Task item:
Number of lines with "plant" in the listing: report it, and nothing else.

Given information:
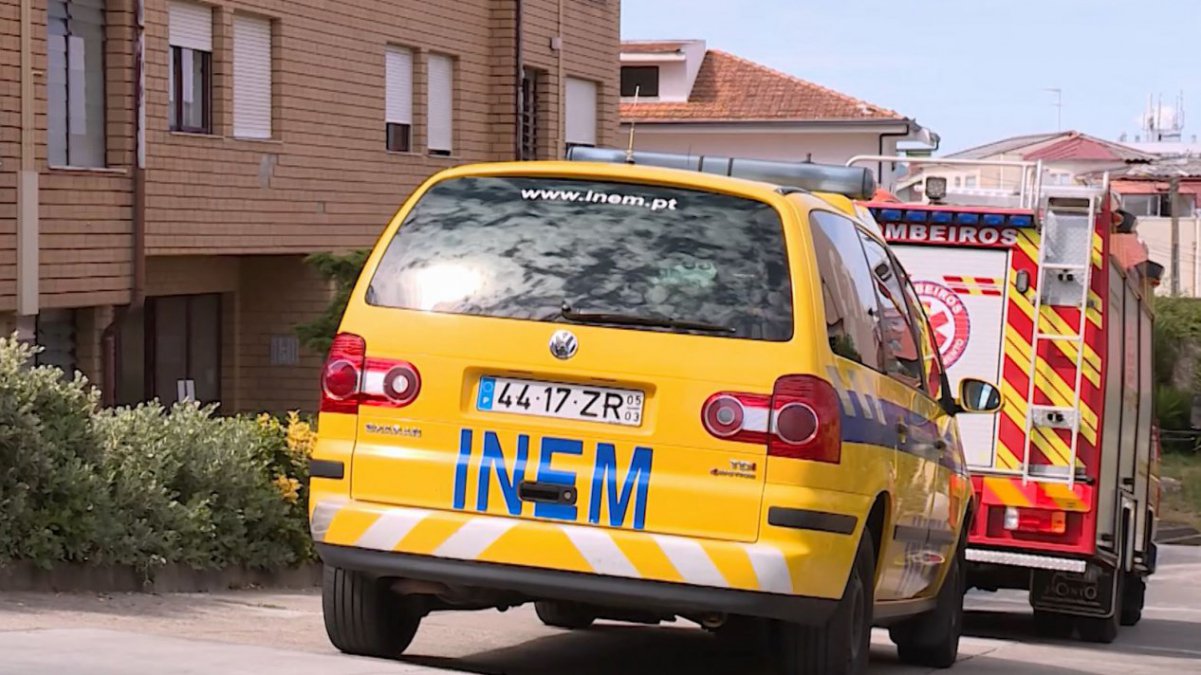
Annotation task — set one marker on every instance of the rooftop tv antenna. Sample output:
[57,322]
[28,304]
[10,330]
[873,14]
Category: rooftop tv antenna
[1058,106]
[629,150]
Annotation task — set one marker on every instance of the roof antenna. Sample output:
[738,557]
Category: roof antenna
[629,150]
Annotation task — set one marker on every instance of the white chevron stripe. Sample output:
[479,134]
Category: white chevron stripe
[322,518]
[691,561]
[474,537]
[390,527]
[601,551]
[771,569]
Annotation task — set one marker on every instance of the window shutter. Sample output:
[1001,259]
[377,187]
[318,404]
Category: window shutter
[441,103]
[399,83]
[581,112]
[190,25]
[251,77]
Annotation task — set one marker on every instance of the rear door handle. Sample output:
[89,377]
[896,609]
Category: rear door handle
[547,493]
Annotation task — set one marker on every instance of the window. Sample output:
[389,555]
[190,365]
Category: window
[531,81]
[903,357]
[1141,204]
[190,76]
[57,336]
[932,363]
[399,99]
[520,248]
[75,83]
[581,112]
[251,77]
[850,306]
[643,81]
[441,105]
[1058,178]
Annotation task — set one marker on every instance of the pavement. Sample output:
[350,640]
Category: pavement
[281,633]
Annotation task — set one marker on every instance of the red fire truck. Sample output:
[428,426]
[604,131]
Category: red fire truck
[1046,291]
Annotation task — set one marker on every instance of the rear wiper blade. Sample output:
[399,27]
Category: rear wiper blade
[577,316]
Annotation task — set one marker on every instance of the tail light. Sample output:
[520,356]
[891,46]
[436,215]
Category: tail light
[351,380]
[1035,520]
[801,419]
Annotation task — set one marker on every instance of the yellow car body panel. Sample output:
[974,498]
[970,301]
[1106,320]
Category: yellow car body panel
[658,500]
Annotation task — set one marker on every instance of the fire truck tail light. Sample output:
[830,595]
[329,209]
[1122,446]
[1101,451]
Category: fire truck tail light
[1035,520]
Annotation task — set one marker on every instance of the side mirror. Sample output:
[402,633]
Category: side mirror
[977,395]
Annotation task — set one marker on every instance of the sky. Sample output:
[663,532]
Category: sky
[973,71]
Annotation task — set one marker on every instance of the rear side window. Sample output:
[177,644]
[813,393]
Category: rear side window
[847,287]
[523,248]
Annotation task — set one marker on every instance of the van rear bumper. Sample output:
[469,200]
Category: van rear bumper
[575,586]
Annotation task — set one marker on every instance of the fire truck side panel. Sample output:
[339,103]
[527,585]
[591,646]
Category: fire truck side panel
[1111,434]
[1142,471]
[965,298]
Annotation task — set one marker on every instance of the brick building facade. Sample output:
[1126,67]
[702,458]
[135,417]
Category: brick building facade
[272,129]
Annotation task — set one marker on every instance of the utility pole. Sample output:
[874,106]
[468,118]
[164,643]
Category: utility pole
[1173,189]
[1058,106]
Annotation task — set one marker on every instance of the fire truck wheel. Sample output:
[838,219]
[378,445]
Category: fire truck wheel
[1133,599]
[1104,631]
[932,639]
[843,645]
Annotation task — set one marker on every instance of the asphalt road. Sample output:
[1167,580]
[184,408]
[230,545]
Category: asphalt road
[269,633]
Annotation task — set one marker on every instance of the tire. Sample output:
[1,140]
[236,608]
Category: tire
[932,639]
[1134,597]
[364,617]
[843,644]
[563,615]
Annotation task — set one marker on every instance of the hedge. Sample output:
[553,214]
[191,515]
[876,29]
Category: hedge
[143,485]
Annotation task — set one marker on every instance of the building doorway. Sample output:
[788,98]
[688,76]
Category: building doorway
[171,351]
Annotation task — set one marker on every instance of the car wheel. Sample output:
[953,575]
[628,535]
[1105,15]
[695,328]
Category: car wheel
[563,615]
[1134,597]
[932,639]
[365,617]
[843,644]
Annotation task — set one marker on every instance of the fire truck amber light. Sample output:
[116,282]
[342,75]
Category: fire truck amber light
[1035,520]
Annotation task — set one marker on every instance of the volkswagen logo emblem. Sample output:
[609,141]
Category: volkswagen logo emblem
[563,345]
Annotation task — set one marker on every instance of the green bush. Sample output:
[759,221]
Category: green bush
[143,485]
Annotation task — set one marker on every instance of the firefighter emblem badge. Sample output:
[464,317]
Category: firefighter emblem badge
[948,318]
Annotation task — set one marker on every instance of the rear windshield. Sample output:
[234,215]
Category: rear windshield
[523,248]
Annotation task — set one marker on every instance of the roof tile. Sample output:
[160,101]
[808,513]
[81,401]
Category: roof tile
[729,88]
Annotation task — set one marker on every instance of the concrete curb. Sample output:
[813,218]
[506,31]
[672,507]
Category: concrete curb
[168,579]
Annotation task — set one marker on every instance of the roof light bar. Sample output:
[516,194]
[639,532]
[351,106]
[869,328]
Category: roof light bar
[946,216]
[855,183]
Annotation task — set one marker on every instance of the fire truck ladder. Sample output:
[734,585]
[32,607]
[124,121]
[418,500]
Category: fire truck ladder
[1065,266]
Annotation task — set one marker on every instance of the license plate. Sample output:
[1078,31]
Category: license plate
[560,400]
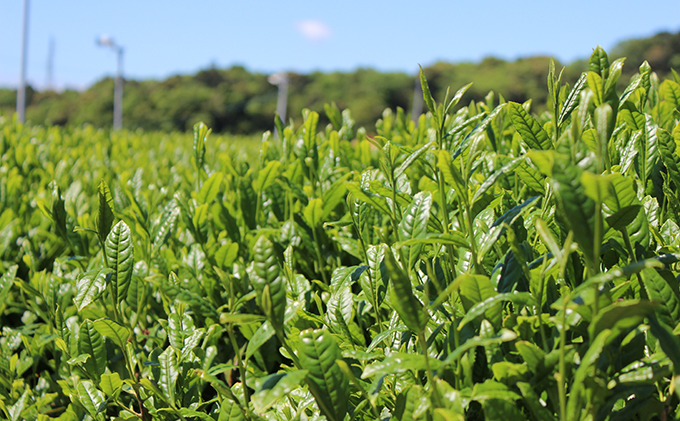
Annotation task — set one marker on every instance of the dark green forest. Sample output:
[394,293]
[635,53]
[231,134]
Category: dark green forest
[239,101]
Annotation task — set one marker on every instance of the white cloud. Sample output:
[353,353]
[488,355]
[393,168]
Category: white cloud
[314,30]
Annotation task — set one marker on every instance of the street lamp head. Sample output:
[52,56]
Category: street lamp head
[278,78]
[106,41]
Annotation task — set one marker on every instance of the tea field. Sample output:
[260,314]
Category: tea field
[486,263]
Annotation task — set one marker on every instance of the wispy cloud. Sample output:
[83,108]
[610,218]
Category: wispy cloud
[314,30]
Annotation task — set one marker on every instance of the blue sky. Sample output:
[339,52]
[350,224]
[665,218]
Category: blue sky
[163,38]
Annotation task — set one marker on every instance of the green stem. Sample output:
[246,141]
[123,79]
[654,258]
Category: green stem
[241,367]
[430,375]
[319,259]
[563,366]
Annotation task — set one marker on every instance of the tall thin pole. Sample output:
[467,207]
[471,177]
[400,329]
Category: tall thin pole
[106,41]
[417,101]
[50,66]
[281,80]
[118,94]
[21,92]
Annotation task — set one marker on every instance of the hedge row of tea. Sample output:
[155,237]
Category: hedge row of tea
[484,263]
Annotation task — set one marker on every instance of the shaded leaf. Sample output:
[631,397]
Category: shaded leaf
[329,386]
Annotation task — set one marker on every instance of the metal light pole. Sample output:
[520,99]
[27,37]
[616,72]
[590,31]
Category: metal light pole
[106,41]
[417,101]
[21,91]
[280,80]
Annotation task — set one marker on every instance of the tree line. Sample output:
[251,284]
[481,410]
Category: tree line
[239,101]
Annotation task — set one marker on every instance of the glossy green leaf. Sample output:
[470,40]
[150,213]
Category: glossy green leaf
[374,200]
[229,411]
[105,216]
[329,386]
[572,100]
[114,331]
[269,282]
[267,175]
[427,96]
[110,383]
[620,317]
[413,156]
[210,188]
[314,213]
[532,133]
[334,196]
[622,201]
[491,389]
[411,403]
[403,300]
[414,224]
[196,302]
[504,335]
[275,387]
[660,292]
[474,289]
[597,87]
[120,254]
[669,156]
[671,92]
[91,399]
[90,343]
[670,344]
[510,166]
[450,172]
[491,306]
[577,208]
[201,133]
[575,402]
[398,363]
[533,403]
[169,371]
[90,286]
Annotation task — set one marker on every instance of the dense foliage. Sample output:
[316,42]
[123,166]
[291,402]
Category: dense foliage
[238,101]
[485,263]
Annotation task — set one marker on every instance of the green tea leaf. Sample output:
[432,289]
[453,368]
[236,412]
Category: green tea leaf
[427,96]
[620,317]
[229,411]
[90,286]
[91,399]
[116,332]
[267,175]
[414,224]
[210,188]
[491,306]
[330,388]
[110,383]
[399,363]
[575,402]
[169,373]
[275,387]
[91,343]
[403,300]
[105,217]
[120,254]
[532,133]
[660,292]
[314,213]
[572,100]
[269,282]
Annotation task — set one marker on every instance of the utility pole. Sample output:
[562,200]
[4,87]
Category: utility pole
[106,41]
[21,91]
[50,65]
[280,80]
[417,109]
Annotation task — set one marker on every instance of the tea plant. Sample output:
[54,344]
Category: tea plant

Response:
2